▶ _Recorded information_:
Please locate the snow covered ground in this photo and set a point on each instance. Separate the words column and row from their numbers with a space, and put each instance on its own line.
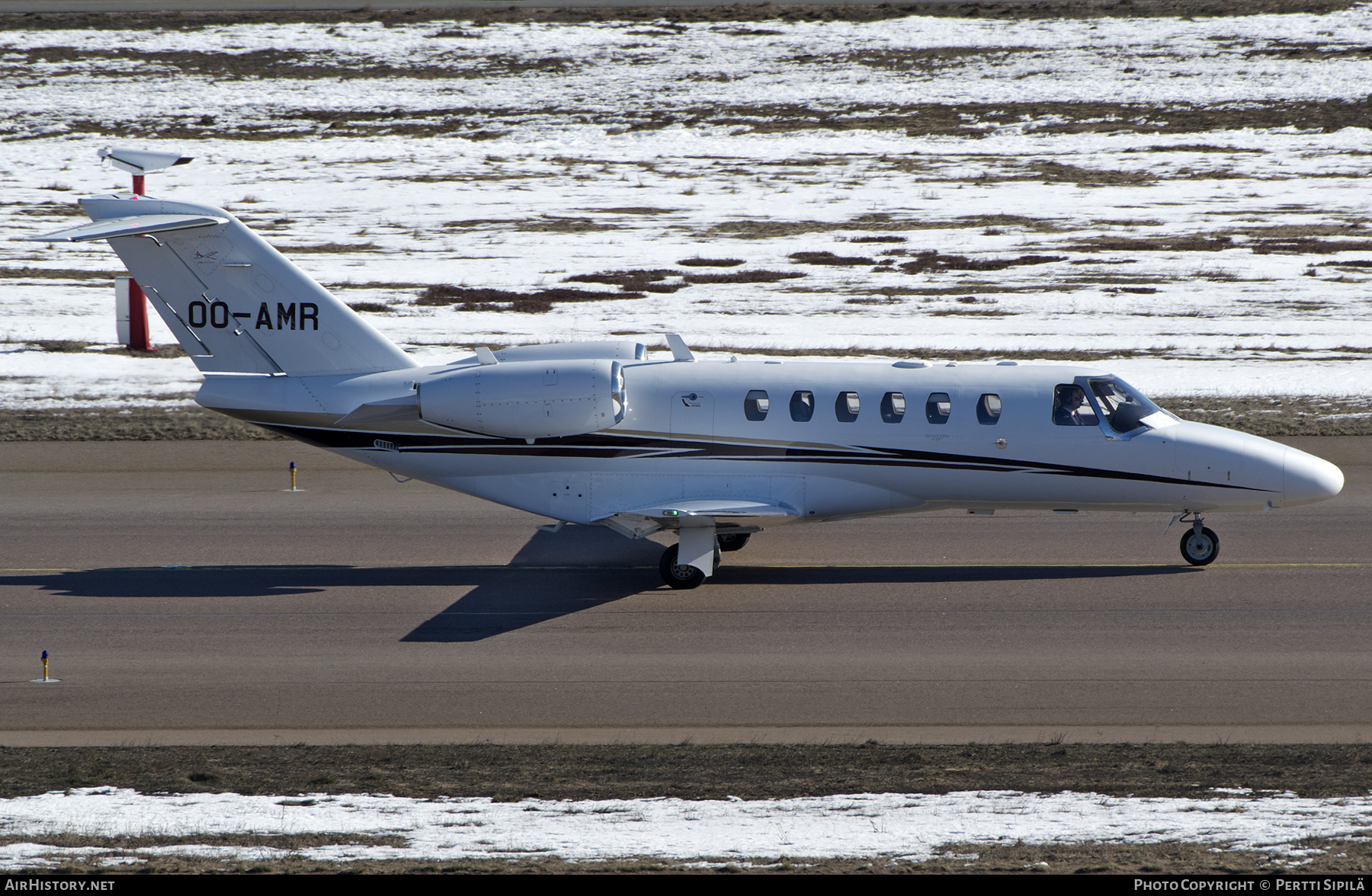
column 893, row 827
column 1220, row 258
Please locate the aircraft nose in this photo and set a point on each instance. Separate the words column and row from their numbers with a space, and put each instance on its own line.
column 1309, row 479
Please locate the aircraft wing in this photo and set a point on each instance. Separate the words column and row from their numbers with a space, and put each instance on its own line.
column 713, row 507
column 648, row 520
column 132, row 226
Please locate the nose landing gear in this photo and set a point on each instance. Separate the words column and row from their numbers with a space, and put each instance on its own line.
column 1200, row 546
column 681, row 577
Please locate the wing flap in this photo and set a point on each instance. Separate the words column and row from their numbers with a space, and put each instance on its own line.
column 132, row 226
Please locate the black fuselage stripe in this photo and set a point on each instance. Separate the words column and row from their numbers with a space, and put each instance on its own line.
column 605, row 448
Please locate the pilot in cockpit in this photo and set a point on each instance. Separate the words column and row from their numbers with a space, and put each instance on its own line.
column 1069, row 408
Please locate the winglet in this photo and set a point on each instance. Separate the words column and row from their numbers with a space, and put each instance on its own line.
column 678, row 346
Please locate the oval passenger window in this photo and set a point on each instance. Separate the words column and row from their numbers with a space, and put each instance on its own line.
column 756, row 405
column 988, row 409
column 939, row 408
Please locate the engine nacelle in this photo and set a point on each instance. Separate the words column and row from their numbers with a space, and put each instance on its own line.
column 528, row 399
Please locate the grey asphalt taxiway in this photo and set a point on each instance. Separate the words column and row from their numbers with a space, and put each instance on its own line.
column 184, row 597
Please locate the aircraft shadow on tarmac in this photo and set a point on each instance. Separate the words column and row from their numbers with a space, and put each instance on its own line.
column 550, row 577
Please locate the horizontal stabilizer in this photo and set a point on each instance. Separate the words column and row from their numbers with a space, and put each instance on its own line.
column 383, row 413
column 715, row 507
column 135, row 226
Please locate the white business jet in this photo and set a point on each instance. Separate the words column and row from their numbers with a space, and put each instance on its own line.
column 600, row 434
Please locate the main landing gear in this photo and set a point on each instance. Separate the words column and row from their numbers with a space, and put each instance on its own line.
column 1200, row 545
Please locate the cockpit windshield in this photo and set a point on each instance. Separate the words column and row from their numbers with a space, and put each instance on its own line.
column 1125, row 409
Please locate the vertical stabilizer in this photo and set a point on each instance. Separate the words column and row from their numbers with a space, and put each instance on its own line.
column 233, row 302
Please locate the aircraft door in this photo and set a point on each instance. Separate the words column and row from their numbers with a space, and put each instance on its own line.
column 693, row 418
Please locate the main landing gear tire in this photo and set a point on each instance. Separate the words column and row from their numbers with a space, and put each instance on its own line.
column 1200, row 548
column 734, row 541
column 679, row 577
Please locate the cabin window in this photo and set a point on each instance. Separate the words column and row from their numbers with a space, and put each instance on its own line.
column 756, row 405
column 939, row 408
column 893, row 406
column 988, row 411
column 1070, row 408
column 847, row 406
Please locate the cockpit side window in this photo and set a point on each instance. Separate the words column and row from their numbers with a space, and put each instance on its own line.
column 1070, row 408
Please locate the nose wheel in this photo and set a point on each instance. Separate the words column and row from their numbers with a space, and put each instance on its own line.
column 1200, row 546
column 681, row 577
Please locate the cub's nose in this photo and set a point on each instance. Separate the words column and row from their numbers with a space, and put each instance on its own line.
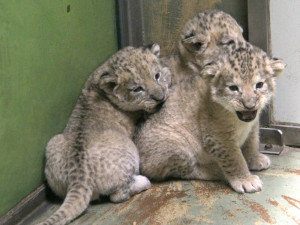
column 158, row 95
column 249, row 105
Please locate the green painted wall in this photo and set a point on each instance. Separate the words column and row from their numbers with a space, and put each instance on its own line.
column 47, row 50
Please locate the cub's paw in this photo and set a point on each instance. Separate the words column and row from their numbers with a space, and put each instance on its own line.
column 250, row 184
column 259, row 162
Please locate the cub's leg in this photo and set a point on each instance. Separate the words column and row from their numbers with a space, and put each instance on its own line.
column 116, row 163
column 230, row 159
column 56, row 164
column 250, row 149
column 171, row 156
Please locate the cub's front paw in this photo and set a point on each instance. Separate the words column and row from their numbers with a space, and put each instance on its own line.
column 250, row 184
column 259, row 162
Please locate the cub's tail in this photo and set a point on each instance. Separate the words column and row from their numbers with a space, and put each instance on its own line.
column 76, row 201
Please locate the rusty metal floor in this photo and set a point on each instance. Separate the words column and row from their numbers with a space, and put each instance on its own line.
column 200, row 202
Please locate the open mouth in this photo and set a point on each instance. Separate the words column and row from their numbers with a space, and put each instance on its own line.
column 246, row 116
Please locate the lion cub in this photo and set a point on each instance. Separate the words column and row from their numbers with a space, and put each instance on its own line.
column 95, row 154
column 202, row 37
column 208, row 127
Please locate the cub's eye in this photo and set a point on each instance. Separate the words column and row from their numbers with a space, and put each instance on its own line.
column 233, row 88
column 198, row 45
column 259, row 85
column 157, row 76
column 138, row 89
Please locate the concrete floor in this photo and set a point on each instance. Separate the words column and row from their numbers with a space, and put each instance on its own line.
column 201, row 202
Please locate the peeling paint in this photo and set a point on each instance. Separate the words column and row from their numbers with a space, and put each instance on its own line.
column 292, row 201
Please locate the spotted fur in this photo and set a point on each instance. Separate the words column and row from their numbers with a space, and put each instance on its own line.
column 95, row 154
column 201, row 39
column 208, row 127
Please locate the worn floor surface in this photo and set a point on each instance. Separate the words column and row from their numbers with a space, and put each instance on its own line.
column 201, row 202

▶ _What you are asked to do_:
Rewrite everything from the start of the material down to the line containing "column 1220, row 258" as a numbered list, skipping any blank lines and leaving out the pictures.

▶ _Answer to this problem_:
1. Please locate the snow covered ground in this photo and set a point on each instance. Separate the words column and row from their numbers with a space, and put each instance on its own line.
2. column 893, row 827
3. column 1220, row 258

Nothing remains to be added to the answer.